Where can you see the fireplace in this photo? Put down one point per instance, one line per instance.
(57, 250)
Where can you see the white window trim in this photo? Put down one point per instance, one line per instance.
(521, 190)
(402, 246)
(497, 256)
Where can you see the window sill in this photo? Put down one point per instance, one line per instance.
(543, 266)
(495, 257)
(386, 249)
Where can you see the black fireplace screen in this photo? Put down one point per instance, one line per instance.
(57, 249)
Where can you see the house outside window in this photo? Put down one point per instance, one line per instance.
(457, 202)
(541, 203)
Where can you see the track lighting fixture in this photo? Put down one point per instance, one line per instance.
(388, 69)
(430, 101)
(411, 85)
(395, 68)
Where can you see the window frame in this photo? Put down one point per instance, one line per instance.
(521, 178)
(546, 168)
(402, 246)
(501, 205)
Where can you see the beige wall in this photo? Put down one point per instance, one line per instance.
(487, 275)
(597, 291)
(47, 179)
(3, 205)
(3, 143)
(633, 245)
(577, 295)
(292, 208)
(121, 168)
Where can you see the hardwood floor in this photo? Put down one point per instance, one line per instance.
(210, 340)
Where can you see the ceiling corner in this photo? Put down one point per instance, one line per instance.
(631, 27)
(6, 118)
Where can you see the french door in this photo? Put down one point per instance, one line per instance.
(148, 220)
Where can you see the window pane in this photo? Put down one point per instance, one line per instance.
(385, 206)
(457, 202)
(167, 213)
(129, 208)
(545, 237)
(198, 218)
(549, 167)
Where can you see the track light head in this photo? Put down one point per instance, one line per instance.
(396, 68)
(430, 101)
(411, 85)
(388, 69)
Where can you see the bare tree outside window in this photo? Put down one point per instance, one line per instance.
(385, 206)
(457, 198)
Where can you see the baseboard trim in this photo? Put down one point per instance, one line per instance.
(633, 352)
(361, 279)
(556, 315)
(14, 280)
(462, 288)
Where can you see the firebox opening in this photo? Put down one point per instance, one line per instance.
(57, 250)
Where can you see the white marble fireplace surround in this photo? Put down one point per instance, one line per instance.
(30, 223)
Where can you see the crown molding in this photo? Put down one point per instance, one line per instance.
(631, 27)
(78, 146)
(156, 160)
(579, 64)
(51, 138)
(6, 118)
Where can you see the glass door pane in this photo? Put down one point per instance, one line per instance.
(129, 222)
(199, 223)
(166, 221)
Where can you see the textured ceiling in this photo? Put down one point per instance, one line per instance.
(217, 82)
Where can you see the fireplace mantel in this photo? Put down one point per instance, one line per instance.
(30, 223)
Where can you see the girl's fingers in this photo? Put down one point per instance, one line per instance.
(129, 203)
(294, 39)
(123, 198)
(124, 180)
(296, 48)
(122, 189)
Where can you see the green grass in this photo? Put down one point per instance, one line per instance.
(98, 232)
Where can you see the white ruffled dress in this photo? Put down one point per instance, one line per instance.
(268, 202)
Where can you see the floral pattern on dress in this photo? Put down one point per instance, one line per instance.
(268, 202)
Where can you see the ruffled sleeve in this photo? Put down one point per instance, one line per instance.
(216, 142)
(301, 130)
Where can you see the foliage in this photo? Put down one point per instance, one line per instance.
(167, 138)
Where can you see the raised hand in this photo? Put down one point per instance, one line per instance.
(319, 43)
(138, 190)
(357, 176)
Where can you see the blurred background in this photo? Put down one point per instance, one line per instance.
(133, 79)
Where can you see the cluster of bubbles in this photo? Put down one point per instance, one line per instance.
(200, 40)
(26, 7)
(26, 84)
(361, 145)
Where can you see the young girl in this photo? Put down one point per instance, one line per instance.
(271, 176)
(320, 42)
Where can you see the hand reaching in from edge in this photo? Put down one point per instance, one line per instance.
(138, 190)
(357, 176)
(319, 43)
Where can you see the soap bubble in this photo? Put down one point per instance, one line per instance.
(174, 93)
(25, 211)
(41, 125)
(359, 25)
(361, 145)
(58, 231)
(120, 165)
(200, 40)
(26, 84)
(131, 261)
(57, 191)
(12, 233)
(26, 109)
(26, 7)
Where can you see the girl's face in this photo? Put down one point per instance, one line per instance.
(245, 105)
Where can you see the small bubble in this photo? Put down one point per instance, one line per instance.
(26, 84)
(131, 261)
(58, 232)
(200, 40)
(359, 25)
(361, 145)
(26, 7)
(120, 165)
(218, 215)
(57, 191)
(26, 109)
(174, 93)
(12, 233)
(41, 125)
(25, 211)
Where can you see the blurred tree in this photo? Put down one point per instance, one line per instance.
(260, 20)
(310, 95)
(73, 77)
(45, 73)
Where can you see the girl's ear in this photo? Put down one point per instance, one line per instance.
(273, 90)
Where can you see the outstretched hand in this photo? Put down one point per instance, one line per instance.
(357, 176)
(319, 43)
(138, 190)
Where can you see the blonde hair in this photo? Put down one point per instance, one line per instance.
=======
Your reply should consist of all the records, restated exactly.

### EXERCISE RESULT
Where can you see the fireplace in this photo? Put down one point per instance, one line per instance.
(57, 250)
Where can you see the white window trim in this photo? Put down one point per instance, one line per instance.
(521, 190)
(402, 246)
(497, 256)
Where can you see the window sill in this photo? Put down one point per instance, one line per instance.
(543, 266)
(495, 257)
(386, 249)
Where can you see the black fireplace screen in this photo? Put down one point per instance, one line per instance.
(57, 249)
Where can you see the house outside window in this photo? Put down one point per instance, one line per instance.
(457, 202)
(541, 203)
Where can you see the track lighting fixture in this photo? Put down one point per instance, one line per instance.
(388, 69)
(430, 101)
(411, 85)
(395, 68)
Where can you see the window frame in this photo? Put down one point per instance, one line per instance.
(521, 178)
(546, 168)
(402, 246)
(501, 205)
Where can you see the beige wall in this photo? Put down one point per instance, one line per instance.
(487, 275)
(597, 291)
(47, 179)
(3, 205)
(3, 143)
(633, 245)
(577, 295)
(292, 208)
(121, 168)
Where can you see the hardwood floor in this photo? Put down one point per instance, one line per instance.
(210, 340)
Where can you see the ceiling corner in this photo? Put down one point per instance, one line per instance.
(631, 27)
(6, 118)
Where can you see the french door in this photo? Put down one point per instance, one line per instance.
(148, 220)
Where can you see the window pane in this photo? Put down one point per instance, one line per instance.
(385, 206)
(457, 202)
(167, 213)
(129, 208)
(545, 237)
(198, 218)
(549, 167)
Where can you see the track light head in this photo? Put down one point per instance, one line per instance.
(396, 68)
(430, 101)
(411, 85)
(388, 69)
Where can you see the bare tree outside window in this photo? Put down one point per instance, one line per instance.
(385, 206)
(457, 198)
Where can you see the baseboard trim in this photo? Put down one point per instance, one line per instance.
(633, 352)
(361, 279)
(556, 315)
(14, 280)
(462, 288)
Where can you see the firebox opening in this photo? Put down one point per instance, one line per instance.
(57, 250)
Where can you see the white marble fireplace surround in this photo? Put down one point per instance, one line per instance.
(30, 223)
Where can you see the crown molding in this photo? Put down one point per instance, one line per instance.
(631, 27)
(78, 146)
(156, 160)
(579, 64)
(51, 138)
(6, 118)
Where can you see the glass door pane in this photo? Put down one point per instance, one line per instance.
(129, 222)
(199, 223)
(166, 221)
Where can you see the textured ceiling in this photo? Put down one point per instance, one line per instance.
(217, 82)
Where can you see the fireplace mantel in this photo? Put down one point per instance, one line per instance.
(30, 223)
Where can you see the girl's fingers in this photo? Put down one point per instance, one line per instance.
(129, 203)
(294, 39)
(123, 198)
(124, 180)
(296, 48)
(122, 189)
Where can you see the green grass in this photo? Put down one point per instance, one line per instance.
(98, 232)
Where can you see the white ruffled dress in this photo? Put down one point per instance, one line per instance.
(268, 202)
Where can you see the floral pattern on dress in this photo? Put down one point per instance, one line per instance.
(268, 202)
Where can you see the ruffled sleeve in this photo? Put down one point per instance, one line per instance.
(216, 142)
(301, 130)
Where can you see the foliage in this photo? Put down one point per instance, one line per instance.
(167, 138)
Where can you see the raised hand in this photo? Put down one point per instance, one line per instance.
(319, 43)
(138, 190)
(357, 176)
Where can you see the blurred background in this photo? Put down one point per instance, one line per instance.
(133, 79)
Where can you see the cluster of bubbles in this photo? Put down one point per instance, one line per instance.
(200, 40)
(26, 7)
(26, 84)
(361, 145)
Where can you see the young girl in this photo? Put down one point per instance, one line per instance.
(271, 176)
(320, 42)
Where can you see the hand reaching in from edge in this photo? Put down one point per instance, one line per instance.
(138, 190)
(357, 176)
(319, 43)
Where can you see the soap bubble in this photo? Put down one point per instance, one line per instance.
(174, 93)
(25, 211)
(41, 125)
(359, 25)
(361, 145)
(58, 231)
(120, 165)
(200, 40)
(26, 84)
(131, 261)
(57, 191)
(12, 233)
(26, 109)
(26, 7)
Where can you see the girl's face in this photo? Put down one point per instance, one line per instance.
(245, 105)
Where can you see the small bubble in this photo? Put down one point per instance, one line per instance.
(26, 84)
(131, 261)
(58, 232)
(200, 40)
(359, 25)
(361, 145)
(26, 7)
(120, 165)
(218, 215)
(57, 191)
(26, 109)
(174, 93)
(12, 233)
(41, 125)
(25, 211)
Where can you see the blurred tree in this photo? Put down one point per instance, one line per instance.
(260, 20)
(310, 95)
(73, 77)
(45, 73)
Where can you see the girl's ear in this photo? Put down one point per instance, one line per instance.
(273, 90)
Where can you see the outstretched hand in this photo? Put down one point per instance, one line per instance.
(357, 176)
(319, 43)
(138, 190)
Where can you see the blonde hair in this photo? Put down one point per instance, one line per instance.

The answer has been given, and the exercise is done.